_PASSAGE SHOWN_
######

★★★☆☆

FOR his directorial debut Andy Serkis has eschewed the fantastical special effects work like Gollum, King Kong and Caesar from the new Planet Of The Apes films that made his name in favour of a wide-eyed, sweepingly romantic true-life story that, even if it doesn’t wholly succeed, aims to inspire.

This is the mid-20th-century story of Robin and Diana Cavendish (Andrew Garfield and Claire Foy), a well-off and adventurous young English couple who fall madly in love and settle down to raise a family.

However, their life is turned upside down when, while on a holiday in Nairobi, Robin contracts polio and is paralysed from the neck down, unable to breathe and purportedly with only a matter of months to live.

But refusing to give in to the constraints of the illness, Robin and Diana find a way to move forward with their lives decades longer than expected, leading along the way to the invention of a pioneering new wheelchair that allows Robin to move around while doing his breathing for him.

It’s an undoubtedly harrowing story with a personal tie to the film’s making – the producer, Jonathan Cavendish, is the son of the central character and co-founder of Serkis’s performance capture studio The Imaginarium. There’s therefore a compassionate, earnest glow to Serkis’s directorial touch.

######

_DATASET_
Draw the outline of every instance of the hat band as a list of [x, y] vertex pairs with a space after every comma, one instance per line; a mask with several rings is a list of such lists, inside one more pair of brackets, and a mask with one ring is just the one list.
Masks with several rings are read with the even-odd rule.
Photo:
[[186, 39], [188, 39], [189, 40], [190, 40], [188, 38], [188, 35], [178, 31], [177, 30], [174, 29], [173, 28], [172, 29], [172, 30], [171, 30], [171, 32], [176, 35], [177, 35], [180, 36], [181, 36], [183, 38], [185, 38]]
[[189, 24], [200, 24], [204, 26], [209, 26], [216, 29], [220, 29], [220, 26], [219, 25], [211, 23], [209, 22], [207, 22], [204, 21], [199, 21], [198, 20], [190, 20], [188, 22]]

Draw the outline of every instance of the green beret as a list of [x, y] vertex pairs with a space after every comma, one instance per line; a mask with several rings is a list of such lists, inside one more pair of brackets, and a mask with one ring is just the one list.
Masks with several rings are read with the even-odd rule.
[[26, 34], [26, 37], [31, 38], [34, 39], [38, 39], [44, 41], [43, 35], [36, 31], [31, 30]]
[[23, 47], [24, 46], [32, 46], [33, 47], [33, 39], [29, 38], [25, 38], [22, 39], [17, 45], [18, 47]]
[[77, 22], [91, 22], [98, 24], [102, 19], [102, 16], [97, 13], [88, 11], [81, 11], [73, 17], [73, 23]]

######

_TASK INSTRUCTIONS_
[a] In the film review above, retype a passage without changes, beginning at the words "However, their life" and stopping after the words "breathing for him.".
[b] Write the next few paragraphs of the film review above, picking up after its final sentence.

_ANSWERS FOR EACH ITEM_
[a]
However, their life is turned upside down when, while on a holiday in Nairobi, Robin contracts polio and is paralysed from the neck down, unable to breathe and purportedly with only a matter of months to live.

But refusing to give in to the constraints of the illness, Robin and Diana find a way to move forward with their lives decades longer than expected, leading along the way to the invention of a pioneering new wheelchair that allows Robin to move around while doing his breathing for him.

[b]
However, it means that in order to maintain its poise it has to politely brush aside some of the story’s harsher elements and explorations of the societal impact of Robin’s adopted lifestyle invention on other polio sufferers and the medical community. It’s a film that proudly shows off the twee twinkle in its eye from the get-go and wears it like a badge of honour until its weepy-eyed final moments.

One could view this as a cynical exercise in Oscar-baiting, not least in the case of Garfield’s physically restricted performance that requires him to act mostly with expressions alternating between anguish and spiritedness.

But you don’t ever feel Serkis is pulling those sorts of shenanigans, thanks to a warm-hearted sense of sincerity and affection for the couple and their unwavering love for one another. In spite of familiar illness biopic tropes and a certain kind of dramatic reticence stopping it from truly soaring as it should, it gently uplifts and makes you feel like a warmly embraced passenger along for the journey.